Problem to work on:
Rewrite the records between the line holding "Mark any visible bridge deck." and the line holding "[131,48,150,74]", inclusive, as a numbered list with any blank lines dropped.

Data in this exercise:
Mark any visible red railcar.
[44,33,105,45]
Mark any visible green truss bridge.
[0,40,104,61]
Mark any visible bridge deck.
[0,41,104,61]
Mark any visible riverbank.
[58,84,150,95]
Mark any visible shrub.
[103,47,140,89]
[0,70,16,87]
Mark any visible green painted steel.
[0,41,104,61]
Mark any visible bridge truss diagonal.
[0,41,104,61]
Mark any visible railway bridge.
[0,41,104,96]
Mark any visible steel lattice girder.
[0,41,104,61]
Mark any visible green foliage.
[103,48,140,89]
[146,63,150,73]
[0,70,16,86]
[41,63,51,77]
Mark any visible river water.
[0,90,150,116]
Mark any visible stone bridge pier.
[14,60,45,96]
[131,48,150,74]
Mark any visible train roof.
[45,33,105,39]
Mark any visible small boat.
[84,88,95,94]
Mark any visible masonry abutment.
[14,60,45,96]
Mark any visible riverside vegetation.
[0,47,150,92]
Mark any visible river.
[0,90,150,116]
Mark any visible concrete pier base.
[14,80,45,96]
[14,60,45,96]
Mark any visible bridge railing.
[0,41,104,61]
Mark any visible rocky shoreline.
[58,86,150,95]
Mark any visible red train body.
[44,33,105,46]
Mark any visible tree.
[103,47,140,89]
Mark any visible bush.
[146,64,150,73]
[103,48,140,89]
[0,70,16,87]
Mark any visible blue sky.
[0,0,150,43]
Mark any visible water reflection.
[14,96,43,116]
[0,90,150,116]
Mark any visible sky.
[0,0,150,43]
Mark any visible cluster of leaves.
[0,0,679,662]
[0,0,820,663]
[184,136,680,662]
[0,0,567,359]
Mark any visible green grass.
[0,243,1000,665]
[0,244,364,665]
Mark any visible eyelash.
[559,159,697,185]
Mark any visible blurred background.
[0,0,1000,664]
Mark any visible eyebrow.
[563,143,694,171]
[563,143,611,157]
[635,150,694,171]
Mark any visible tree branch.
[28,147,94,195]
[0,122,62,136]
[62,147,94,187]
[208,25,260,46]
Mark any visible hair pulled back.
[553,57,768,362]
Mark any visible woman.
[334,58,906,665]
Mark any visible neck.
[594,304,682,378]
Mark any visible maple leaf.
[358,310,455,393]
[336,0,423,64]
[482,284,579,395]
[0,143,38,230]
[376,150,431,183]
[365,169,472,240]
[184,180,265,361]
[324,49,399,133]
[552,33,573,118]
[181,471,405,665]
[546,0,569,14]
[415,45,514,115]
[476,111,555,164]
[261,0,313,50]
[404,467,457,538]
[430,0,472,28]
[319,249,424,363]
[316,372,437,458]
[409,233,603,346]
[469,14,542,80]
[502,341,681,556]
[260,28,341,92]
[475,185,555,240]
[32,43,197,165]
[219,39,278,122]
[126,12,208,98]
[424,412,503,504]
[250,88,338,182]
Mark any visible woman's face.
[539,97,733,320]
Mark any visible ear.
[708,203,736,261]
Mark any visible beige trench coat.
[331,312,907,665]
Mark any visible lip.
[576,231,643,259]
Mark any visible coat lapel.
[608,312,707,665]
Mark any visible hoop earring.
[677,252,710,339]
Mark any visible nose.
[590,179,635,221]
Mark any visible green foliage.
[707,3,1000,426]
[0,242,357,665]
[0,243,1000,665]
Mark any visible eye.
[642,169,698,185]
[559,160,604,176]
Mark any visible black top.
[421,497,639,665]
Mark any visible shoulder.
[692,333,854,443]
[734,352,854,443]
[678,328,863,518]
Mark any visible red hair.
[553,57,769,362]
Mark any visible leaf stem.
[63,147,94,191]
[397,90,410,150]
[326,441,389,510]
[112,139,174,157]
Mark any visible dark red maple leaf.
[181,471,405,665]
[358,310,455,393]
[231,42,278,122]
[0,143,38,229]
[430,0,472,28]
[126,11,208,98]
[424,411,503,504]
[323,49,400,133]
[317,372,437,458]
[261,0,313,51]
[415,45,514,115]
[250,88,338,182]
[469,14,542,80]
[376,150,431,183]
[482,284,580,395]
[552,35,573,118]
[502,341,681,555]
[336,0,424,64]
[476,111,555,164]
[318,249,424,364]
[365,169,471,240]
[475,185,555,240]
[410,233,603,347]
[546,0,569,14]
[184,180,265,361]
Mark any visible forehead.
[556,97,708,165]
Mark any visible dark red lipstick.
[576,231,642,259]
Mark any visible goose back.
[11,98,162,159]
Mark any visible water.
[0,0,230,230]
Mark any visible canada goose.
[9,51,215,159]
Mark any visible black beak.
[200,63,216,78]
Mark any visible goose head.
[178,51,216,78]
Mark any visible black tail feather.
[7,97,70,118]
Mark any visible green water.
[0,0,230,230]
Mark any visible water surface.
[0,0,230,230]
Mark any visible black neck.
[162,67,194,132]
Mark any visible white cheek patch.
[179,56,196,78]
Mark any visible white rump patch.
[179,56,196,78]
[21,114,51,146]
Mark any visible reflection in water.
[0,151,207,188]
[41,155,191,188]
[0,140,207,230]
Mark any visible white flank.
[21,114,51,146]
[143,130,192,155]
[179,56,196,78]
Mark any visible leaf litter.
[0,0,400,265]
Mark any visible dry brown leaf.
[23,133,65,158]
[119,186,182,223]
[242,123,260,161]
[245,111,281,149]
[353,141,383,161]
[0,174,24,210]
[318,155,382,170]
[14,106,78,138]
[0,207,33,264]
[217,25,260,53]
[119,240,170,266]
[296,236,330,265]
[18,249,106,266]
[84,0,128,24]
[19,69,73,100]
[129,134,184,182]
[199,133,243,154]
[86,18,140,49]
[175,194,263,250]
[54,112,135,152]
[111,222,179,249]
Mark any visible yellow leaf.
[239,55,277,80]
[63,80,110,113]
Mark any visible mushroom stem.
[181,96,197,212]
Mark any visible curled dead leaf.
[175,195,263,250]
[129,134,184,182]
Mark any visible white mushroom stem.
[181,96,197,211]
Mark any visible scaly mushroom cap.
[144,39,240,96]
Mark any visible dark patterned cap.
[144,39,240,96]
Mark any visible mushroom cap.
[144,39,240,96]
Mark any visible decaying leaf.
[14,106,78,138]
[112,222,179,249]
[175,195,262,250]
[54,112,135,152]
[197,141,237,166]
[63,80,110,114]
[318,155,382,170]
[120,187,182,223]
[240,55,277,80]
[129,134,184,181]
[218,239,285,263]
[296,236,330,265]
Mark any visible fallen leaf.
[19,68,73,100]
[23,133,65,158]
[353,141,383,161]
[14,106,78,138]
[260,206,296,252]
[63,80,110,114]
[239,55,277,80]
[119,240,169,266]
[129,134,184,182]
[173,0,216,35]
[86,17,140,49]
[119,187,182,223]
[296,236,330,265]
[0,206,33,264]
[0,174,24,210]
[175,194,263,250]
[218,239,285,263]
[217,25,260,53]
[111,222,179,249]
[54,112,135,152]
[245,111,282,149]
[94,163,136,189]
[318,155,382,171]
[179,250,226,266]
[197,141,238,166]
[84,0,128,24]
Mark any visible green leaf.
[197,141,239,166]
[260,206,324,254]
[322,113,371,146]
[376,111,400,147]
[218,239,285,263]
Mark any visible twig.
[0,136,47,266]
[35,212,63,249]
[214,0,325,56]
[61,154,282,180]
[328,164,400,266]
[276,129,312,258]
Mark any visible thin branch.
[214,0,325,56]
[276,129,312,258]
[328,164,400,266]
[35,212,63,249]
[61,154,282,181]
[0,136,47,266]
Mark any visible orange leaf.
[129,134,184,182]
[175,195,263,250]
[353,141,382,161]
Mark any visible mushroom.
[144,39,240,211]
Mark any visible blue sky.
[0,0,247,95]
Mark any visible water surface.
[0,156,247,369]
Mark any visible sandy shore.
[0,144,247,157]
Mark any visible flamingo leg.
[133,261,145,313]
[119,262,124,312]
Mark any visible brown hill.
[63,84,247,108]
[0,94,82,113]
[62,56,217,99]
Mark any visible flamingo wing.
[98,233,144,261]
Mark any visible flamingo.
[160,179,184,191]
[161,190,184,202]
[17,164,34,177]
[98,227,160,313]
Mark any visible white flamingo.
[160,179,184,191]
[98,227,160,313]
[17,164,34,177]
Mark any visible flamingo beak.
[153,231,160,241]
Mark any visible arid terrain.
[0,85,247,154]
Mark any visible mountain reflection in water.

Task result:
1. Mark any visible bridge deck.
2. [0,41,104,61]
3. Mark any visible riverbank.
4. [58,84,150,95]
5. Mark any visible shrub.
6. [103,47,140,89]
7. [0,70,16,87]
8. Mark any visible green painted steel.
9. [0,41,104,61]
10. Mark any visible bridge truss diagonal.
11. [0,41,104,61]
12. Mark any visible railway bridge.
13. [0,41,104,96]
14. Mark any visible steel lattice girder.
15. [0,41,104,61]
16. Mark any visible green foliage.
17. [103,48,140,89]
18. [146,63,150,73]
19. [0,70,16,86]
20. [41,63,51,77]
21. Mark any visible river water.
22. [0,90,150,116]
23. Mark any visible stone bridge pier.
24. [14,60,45,96]
25. [131,48,150,74]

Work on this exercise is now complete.